This invention contemplates a portable attachment for a string musical instrument such as a Hawaiian guitar for changing the tone while the guitar is being played. The attachment comprises a lever detachably mounted on the guitar proper and having nibs on the inboard end for engaging the strings of the instrument and varying the tension therein. A flexible cable core is operatively connected to the inboard end of the lever and to a foot treadle. An outer casing surrounds the core and extends between the lever and the treadle to form a flexible support through which the core is independently movable. Actuation of the foot treadle in turn actuates the lever and causes the nibs to engage the strings of the instrument and increase the tension in the strings. Resilient means are connected to the pegs to oppose the force of the lever and to return the pegs and nibs to their initial nonengaging position. The increase in tension in the strings may be controlled and varied according to the pressure applied to the foot treadle.

Therefore it is the object of this invention to provide a portable foot operated attachment for a string musical instrument that will vary the pitch of the tone produced by the strings while the instrument is being played.

Another object of this invention is to provide a portable foot operated attachment for a string musical instrument that will vary the tension in the strings while the instrument is being played.

Another object of this invention is to provide a portable foot operated attachment for a string musical instrument that has a foot treadle attached to the instrument by flexible means so that the foot treadle may be positioned in any convenient place.

Another object of this invention is to provide a string musical instrument that has a wider variety of range while being played than prior art string instruments.

__________

* Task:
Rewrite the guitar attachment passage from "Another object of this invention is to provide a string" up to and including "art string instruments.", swapping "prior art" for "earlier".

(Part of a data file)

__________

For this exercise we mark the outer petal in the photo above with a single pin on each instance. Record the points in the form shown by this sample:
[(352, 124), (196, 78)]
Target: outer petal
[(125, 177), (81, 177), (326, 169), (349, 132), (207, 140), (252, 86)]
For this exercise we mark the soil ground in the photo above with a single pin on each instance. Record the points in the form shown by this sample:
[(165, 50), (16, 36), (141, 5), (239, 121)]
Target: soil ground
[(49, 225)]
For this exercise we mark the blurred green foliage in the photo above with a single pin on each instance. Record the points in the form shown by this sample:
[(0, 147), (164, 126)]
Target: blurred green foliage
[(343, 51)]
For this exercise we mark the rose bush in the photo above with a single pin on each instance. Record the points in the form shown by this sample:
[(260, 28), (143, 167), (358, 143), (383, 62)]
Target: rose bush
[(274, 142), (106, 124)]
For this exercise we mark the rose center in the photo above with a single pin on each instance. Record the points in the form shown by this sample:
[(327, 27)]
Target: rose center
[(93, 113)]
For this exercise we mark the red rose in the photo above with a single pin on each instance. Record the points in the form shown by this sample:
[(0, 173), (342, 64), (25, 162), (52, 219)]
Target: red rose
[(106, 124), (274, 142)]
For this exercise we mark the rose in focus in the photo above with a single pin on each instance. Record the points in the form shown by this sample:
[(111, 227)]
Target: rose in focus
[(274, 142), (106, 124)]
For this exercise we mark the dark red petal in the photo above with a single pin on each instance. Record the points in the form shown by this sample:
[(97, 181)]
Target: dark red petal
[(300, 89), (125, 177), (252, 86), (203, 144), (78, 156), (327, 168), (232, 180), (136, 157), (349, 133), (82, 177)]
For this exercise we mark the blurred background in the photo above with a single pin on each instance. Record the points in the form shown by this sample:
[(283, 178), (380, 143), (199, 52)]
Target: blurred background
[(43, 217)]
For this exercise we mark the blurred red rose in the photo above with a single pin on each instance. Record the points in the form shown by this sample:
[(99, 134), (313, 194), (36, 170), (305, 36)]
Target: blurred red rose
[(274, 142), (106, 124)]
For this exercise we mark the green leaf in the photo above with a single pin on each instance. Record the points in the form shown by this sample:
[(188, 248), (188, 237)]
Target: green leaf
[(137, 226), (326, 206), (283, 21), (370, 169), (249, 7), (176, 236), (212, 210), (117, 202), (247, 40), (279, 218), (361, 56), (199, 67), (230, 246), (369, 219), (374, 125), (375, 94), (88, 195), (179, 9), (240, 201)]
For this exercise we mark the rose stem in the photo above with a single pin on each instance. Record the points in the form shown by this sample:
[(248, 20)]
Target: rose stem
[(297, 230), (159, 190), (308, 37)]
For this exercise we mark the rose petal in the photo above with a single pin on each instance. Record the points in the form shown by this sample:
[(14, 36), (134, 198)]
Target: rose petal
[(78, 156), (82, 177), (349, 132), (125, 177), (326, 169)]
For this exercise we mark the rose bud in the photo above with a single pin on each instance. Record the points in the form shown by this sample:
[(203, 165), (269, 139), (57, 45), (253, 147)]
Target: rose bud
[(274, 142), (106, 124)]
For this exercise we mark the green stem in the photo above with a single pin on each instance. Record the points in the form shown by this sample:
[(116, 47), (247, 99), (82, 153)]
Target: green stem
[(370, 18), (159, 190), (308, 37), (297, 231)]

__________

* Final result:
Another object of this invention is to provide a string musical instrument that has a wider variety of range while being played than earlier string instruments.